TO DO: Put the lines starting at the beginning of the rows and ending at the line containing "298L277 310L287 305L285" into a Markdown table with the columns Number and Text, one line to each table row, and skip any blank lines.

DATA RECORDS:

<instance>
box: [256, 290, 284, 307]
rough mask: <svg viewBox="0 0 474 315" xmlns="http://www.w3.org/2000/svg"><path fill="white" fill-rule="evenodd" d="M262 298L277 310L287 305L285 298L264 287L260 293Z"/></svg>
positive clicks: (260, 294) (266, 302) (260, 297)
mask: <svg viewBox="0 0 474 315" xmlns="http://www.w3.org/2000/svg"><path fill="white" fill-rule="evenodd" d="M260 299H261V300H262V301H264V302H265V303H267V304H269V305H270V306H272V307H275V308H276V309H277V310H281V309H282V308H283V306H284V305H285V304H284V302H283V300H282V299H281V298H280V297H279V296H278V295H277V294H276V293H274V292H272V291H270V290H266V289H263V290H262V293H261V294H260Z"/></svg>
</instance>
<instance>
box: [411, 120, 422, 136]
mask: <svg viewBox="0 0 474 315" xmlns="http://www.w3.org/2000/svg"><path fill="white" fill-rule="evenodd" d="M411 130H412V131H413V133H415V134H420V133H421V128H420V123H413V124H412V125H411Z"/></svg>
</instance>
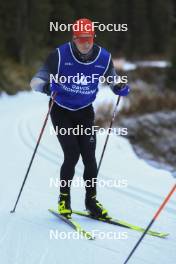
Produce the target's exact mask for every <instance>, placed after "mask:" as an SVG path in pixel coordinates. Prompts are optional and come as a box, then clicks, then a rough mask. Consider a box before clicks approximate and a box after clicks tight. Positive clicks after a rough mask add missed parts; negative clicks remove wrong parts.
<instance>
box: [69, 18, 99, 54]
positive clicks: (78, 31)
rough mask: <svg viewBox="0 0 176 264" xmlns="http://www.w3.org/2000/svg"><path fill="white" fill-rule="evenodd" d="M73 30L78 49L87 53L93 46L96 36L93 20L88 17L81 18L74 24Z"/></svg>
mask: <svg viewBox="0 0 176 264" xmlns="http://www.w3.org/2000/svg"><path fill="white" fill-rule="evenodd" d="M72 30H73V41H74V43H75V45H76V47H77V49H78V50H79V51H80V52H81V53H82V54H87V53H88V52H89V51H90V50H91V49H92V47H93V42H94V36H95V32H94V27H93V23H92V21H91V20H89V19H87V18H81V19H79V20H77V21H76V22H75V23H74V24H73V27H72Z"/></svg>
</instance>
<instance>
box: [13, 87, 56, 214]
mask: <svg viewBox="0 0 176 264" xmlns="http://www.w3.org/2000/svg"><path fill="white" fill-rule="evenodd" d="M56 95H57V92H56V93H54V95H53V98H52V101H51V105H50V107H49V110H48V112H47V115H46V117H45V120H44V123H43V126H42V129H41V131H40V134H39V137H38V139H37V143H36V146H35V149H34V152H33V154H32V157H31V160H30V163H29V166H28V168H27V171H26V174H25V177H24V180H23V183H22V185H21V189H20V191H19V194H18V197H17V200H16V202H15V205H14V208H13V210H12V211H10V212H11V213H15V210H16V207H17V204H18V201H19V199H20V196H21V193H22V190H23V187H24V185H25V182H26V179H27V177H28V174H29V171H30V168H31V166H32V163H33V160H34V157H35V154H36V152H37V149H38V146H39V144H40V140H41V138H42V135H43V132H44V129H45V127H46V124H47V121H48V117H49V114H50V112H51V109H52V107H53V104H54V100H55V98H56Z"/></svg>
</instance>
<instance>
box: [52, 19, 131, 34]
mask: <svg viewBox="0 0 176 264" xmlns="http://www.w3.org/2000/svg"><path fill="white" fill-rule="evenodd" d="M72 30H74V31H75V32H76V31H83V30H86V31H87V32H91V31H108V32H112V31H116V32H119V31H120V32H123V31H124V32H126V31H127V30H128V24H112V23H109V24H104V23H100V22H98V21H93V22H92V25H91V24H87V25H83V22H79V23H75V24H65V23H59V21H56V22H53V21H50V23H49V31H51V32H52V31H61V32H64V31H72Z"/></svg>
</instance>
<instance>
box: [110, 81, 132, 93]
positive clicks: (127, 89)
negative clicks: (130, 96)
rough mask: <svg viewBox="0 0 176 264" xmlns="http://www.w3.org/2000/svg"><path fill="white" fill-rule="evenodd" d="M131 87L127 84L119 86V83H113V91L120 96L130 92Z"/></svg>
mask: <svg viewBox="0 0 176 264" xmlns="http://www.w3.org/2000/svg"><path fill="white" fill-rule="evenodd" d="M130 90H131V88H130V86H129V85H128V84H125V85H122V86H121V87H120V86H119V85H114V87H113V92H114V93H115V94H116V95H120V96H127V95H128V94H129V92H130Z"/></svg>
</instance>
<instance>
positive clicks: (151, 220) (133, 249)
mask: <svg viewBox="0 0 176 264" xmlns="http://www.w3.org/2000/svg"><path fill="white" fill-rule="evenodd" d="M175 190H176V184H175V185H174V186H173V188H172V189H171V191H170V192H169V194H168V195H167V196H166V198H165V200H164V201H163V203H162V204H161V206H160V207H159V209H158V210H157V212H156V213H155V215H154V217H153V219H152V220H151V222H150V223H149V225H148V226H147V228H146V229H145V231H144V233H143V234H142V236H141V237H140V239H139V240H138V241H137V243H136V245H135V246H134V248H133V249H132V251H131V252H130V254H129V255H128V257H127V259H126V260H125V262H124V264H126V263H127V262H128V260H129V259H130V258H131V256H132V255H133V253H134V251H135V250H136V248H137V247H138V246H139V244H140V243H141V241H142V239H143V238H144V236H145V235H146V233H147V231H148V230H149V229H150V227H151V226H152V225H153V223H154V222H155V220H156V219H157V217H158V216H159V214H160V213H161V211H162V210H163V208H164V206H165V205H166V203H167V202H168V201H169V199H170V197H171V196H172V194H173V193H174V191H175Z"/></svg>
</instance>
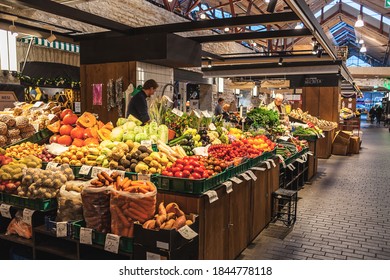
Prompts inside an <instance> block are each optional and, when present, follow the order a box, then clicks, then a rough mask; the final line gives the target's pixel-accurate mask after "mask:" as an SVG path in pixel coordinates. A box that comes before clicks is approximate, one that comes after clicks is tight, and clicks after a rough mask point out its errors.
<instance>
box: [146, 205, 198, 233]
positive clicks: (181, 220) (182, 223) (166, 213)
mask: <svg viewBox="0 0 390 280" xmlns="http://www.w3.org/2000/svg"><path fill="white" fill-rule="evenodd" d="M192 223H193V222H192V220H189V219H187V218H186V215H185V214H184V212H183V211H182V210H180V208H179V205H178V204H177V203H175V202H171V203H168V204H167V206H166V207H165V206H164V202H161V203H160V204H159V205H158V213H157V214H156V215H155V216H154V218H153V219H150V220H147V221H146V222H144V223H143V225H142V227H143V228H144V229H152V230H160V229H165V230H171V229H175V230H178V229H180V228H181V227H183V226H185V225H188V226H189V225H191V224H192Z"/></svg>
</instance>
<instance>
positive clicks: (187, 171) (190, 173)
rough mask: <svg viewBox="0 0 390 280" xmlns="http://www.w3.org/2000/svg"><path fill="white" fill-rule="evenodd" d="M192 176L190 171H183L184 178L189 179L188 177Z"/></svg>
mask: <svg viewBox="0 0 390 280" xmlns="http://www.w3.org/2000/svg"><path fill="white" fill-rule="evenodd" d="M190 175H191V172H190V171H189V170H183V177H184V178H188V177H190Z"/></svg>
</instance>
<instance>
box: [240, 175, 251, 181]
mask: <svg viewBox="0 0 390 280" xmlns="http://www.w3.org/2000/svg"><path fill="white" fill-rule="evenodd" d="M240 176H242V178H244V179H245V180H247V181H250V180H251V177H249V176H248V175H247V174H246V173H241V174H240Z"/></svg>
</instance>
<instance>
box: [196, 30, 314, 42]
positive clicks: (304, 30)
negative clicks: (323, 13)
mask: <svg viewBox="0 0 390 280" xmlns="http://www.w3.org/2000/svg"><path fill="white" fill-rule="evenodd" d="M304 36H312V34H311V32H310V30H308V29H288V30H277V31H262V32H245V33H235V34H222V35H208V36H197V37H189V38H190V39H192V40H194V41H197V42H199V43H211V42H228V41H243V40H254V39H274V38H288V37H304Z"/></svg>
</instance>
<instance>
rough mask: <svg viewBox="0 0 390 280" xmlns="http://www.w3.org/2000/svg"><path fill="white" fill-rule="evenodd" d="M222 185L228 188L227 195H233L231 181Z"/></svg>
mask: <svg viewBox="0 0 390 280" xmlns="http://www.w3.org/2000/svg"><path fill="white" fill-rule="evenodd" d="M222 185H224V186H226V193H231V192H232V191H233V183H232V182H230V181H226V182H225V183H223V184H222Z"/></svg>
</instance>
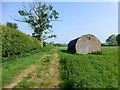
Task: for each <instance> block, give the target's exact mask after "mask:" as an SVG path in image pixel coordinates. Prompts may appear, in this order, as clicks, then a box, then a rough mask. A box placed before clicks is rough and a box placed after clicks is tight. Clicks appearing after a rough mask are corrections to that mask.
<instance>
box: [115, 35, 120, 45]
mask: <svg viewBox="0 0 120 90" xmlns="http://www.w3.org/2000/svg"><path fill="white" fill-rule="evenodd" d="M116 40H117V43H118V45H119V46H120V34H118V35H117V36H116Z"/></svg>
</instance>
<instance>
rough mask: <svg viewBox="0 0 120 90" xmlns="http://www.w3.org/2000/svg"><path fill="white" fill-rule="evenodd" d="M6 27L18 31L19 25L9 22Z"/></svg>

EXERCISE RESPONSE:
| Number | Text |
|---|---|
| 1 | <instance> |
| 2 | box: [256, 290, 284, 307] |
| 3 | rough mask: <svg viewBox="0 0 474 315" xmlns="http://www.w3.org/2000/svg"><path fill="white" fill-rule="evenodd" d="M262 298L277 310L287 305L285 298L264 287L260 293Z"/></svg> |